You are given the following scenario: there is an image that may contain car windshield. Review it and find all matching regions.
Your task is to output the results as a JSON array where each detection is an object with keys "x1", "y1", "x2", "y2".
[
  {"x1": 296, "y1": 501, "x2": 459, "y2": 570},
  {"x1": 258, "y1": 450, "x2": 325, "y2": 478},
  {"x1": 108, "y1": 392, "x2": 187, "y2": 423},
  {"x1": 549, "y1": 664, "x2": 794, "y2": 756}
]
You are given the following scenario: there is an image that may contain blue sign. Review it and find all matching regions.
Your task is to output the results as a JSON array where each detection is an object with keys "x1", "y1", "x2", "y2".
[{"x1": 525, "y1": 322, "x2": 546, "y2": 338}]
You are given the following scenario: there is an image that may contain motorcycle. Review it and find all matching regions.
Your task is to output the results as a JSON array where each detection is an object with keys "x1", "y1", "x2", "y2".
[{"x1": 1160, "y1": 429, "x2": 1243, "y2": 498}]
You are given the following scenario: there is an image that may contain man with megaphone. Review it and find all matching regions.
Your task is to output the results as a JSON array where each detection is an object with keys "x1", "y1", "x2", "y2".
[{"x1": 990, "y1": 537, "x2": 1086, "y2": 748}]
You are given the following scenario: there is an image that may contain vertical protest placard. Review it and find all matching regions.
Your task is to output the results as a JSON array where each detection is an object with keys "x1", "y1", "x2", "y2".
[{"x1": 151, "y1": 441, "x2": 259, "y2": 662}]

--

● Exercise goal
Copy out exactly the lines from the line with "placard. Review it and find all matching regions." to the end of the listing, including both of those lines, and give nothing else.

● Solution to the exercise
You are given the following scenario: there is an image that may contain vertical protest placard. Review it and find all matching regions.
Your task is to output the results as a JSON array where each detection is an object with keys "x1", "y1", "x2", "y2".
[{"x1": 151, "y1": 441, "x2": 259, "y2": 662}]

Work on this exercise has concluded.